What the task requires: Range to reproduce from the entries below: the line with "Target: leather jacket collar", the line with "Target: girl in red leather jacket", and every line in between. Give them exactly and give nothing else.

The data:

......

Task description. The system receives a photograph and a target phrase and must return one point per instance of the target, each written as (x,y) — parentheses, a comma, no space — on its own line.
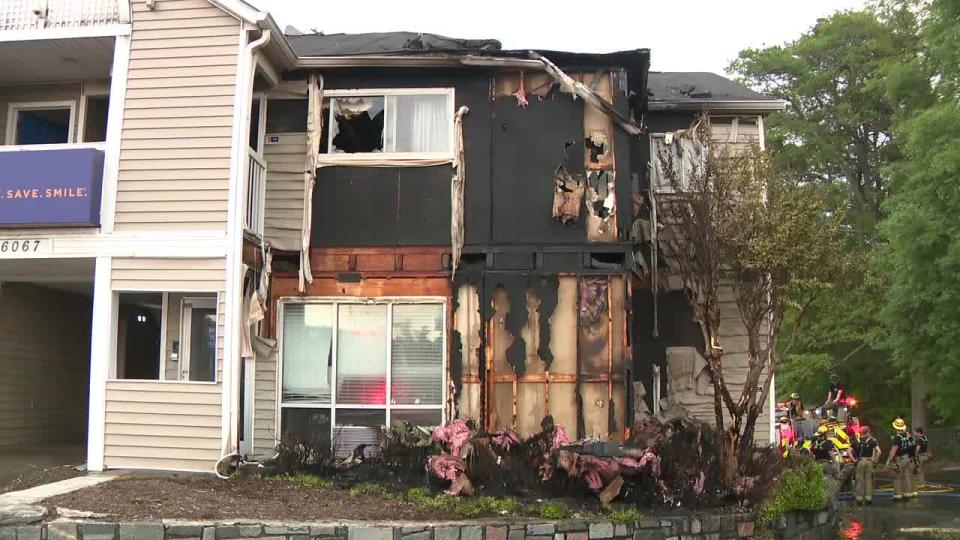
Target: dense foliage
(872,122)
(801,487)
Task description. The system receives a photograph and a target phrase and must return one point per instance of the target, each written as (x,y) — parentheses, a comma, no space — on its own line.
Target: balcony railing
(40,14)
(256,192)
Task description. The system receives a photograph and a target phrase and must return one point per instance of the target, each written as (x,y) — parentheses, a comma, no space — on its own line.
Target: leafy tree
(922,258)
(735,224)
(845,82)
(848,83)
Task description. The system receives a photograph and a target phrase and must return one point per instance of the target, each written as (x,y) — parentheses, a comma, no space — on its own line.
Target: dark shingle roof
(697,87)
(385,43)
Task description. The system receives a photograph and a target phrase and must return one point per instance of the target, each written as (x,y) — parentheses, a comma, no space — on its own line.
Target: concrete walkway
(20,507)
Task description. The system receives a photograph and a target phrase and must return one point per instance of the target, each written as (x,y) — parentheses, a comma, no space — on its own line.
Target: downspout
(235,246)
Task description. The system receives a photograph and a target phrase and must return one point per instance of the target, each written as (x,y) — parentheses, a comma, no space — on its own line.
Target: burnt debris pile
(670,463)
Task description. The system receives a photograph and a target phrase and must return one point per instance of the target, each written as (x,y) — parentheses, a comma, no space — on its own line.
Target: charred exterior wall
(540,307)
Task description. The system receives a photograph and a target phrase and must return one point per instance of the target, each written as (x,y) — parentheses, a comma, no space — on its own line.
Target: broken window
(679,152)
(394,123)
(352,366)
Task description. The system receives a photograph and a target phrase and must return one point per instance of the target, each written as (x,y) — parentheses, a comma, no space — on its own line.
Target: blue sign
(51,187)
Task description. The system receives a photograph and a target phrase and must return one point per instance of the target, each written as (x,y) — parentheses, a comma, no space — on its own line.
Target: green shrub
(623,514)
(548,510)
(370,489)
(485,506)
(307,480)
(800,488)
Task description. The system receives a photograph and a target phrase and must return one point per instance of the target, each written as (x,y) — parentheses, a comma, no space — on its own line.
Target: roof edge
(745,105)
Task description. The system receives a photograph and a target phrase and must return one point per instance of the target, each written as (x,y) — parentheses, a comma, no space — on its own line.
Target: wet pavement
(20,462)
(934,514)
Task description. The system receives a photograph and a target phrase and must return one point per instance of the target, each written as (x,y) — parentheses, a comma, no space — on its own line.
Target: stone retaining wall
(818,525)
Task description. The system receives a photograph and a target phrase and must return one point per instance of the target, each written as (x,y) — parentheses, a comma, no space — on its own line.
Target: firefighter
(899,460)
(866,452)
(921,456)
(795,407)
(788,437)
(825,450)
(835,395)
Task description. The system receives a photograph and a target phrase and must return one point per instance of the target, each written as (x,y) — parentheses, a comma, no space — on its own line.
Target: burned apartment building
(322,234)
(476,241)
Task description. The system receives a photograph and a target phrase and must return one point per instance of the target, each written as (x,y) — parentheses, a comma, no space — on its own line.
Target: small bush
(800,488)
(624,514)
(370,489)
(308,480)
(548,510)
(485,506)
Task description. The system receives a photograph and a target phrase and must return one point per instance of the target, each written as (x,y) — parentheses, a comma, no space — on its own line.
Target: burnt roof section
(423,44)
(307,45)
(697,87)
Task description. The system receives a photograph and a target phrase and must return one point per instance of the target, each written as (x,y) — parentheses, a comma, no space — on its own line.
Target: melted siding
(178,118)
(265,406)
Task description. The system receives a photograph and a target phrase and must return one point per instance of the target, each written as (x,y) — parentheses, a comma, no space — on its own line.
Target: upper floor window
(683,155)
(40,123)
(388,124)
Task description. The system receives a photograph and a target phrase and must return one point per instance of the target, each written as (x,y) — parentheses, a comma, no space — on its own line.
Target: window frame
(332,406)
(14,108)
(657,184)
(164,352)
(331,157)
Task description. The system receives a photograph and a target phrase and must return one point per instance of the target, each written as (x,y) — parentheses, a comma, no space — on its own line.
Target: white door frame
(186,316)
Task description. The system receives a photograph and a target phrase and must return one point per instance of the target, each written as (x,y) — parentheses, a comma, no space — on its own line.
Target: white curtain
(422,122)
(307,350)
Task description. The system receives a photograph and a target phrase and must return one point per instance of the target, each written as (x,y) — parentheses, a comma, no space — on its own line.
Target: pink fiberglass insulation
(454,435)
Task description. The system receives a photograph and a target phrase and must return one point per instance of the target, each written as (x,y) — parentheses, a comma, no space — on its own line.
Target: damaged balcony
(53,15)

......

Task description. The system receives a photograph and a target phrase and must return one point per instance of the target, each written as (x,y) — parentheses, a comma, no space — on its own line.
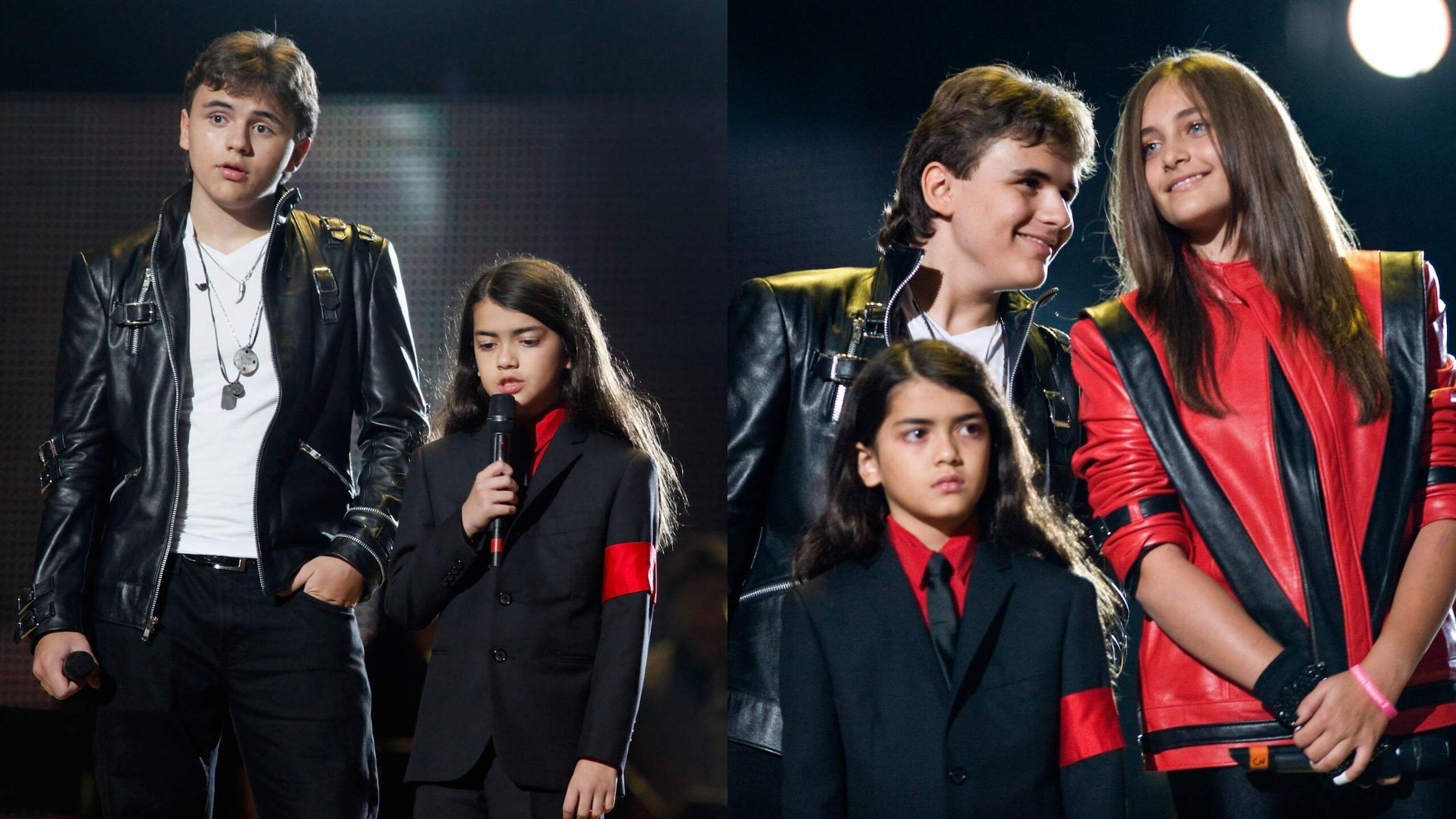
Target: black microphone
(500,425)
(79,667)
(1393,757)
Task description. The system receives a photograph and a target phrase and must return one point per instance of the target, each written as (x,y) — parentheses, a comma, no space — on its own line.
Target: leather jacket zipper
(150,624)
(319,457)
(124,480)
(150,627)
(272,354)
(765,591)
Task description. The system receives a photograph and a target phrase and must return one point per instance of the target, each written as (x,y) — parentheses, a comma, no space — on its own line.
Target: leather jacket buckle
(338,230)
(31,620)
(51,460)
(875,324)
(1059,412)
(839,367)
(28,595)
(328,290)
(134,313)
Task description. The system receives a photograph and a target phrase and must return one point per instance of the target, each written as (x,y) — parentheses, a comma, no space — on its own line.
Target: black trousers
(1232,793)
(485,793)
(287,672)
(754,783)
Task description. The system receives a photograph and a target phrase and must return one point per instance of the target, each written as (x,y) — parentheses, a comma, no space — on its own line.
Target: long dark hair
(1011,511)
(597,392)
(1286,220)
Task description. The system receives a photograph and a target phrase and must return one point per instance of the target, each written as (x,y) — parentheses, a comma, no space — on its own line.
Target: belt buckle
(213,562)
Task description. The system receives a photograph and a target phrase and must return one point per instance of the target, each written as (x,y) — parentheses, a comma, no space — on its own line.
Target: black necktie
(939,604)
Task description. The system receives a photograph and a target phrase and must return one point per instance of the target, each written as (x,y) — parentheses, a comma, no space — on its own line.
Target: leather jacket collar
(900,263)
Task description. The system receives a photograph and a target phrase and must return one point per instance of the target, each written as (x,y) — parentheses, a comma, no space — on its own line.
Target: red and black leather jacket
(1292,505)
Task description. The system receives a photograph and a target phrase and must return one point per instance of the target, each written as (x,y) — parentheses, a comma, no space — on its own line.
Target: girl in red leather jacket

......

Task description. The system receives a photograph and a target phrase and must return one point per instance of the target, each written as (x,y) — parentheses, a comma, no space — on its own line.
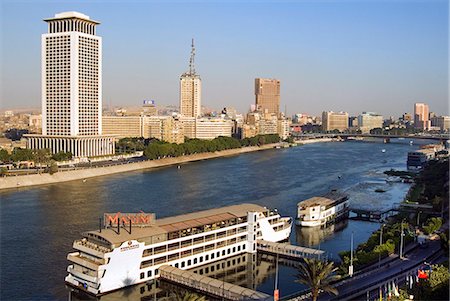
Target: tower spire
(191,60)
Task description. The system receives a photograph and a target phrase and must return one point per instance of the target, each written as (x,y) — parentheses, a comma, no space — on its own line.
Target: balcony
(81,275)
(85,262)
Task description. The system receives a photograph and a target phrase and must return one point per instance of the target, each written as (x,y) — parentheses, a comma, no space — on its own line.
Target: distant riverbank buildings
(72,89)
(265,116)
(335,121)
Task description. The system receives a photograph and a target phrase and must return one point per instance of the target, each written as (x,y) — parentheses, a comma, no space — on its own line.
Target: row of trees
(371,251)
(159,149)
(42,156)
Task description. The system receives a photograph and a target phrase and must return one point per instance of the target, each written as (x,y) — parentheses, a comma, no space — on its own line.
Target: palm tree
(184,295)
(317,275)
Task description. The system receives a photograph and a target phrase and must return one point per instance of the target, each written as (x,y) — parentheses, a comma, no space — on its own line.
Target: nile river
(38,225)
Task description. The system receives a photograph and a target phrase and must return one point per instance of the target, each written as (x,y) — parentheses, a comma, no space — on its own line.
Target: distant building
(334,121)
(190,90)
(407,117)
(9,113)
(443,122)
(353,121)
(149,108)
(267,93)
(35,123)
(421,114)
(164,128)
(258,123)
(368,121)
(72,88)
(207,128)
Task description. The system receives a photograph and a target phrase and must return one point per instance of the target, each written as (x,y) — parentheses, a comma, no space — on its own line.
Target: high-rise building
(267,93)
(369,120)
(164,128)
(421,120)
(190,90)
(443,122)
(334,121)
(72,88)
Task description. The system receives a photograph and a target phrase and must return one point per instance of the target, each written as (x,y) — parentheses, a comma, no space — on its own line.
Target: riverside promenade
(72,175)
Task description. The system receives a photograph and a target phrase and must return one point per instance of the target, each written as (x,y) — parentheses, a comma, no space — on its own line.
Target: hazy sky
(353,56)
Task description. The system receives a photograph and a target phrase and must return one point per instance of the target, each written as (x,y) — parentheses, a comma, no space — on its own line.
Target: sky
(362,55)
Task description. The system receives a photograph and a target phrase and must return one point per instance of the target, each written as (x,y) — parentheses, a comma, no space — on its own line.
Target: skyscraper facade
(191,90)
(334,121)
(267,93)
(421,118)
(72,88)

......

Exercise response:
Target: leather jacket collar
(900,263)
Task description. The system receives a photograph and a target phrase and must return one point per instance of the target, each written as (x,y) — parentheses, a comma, no space — on its own line.
Target: red and black leather jacket
(1292,505)
Task description. The system receives a photograph and a target phrase and must return one point per instance of the target, each written as (x,y) — parentheses, a comma, no space — on its own line.
Target: girl in red leather jacket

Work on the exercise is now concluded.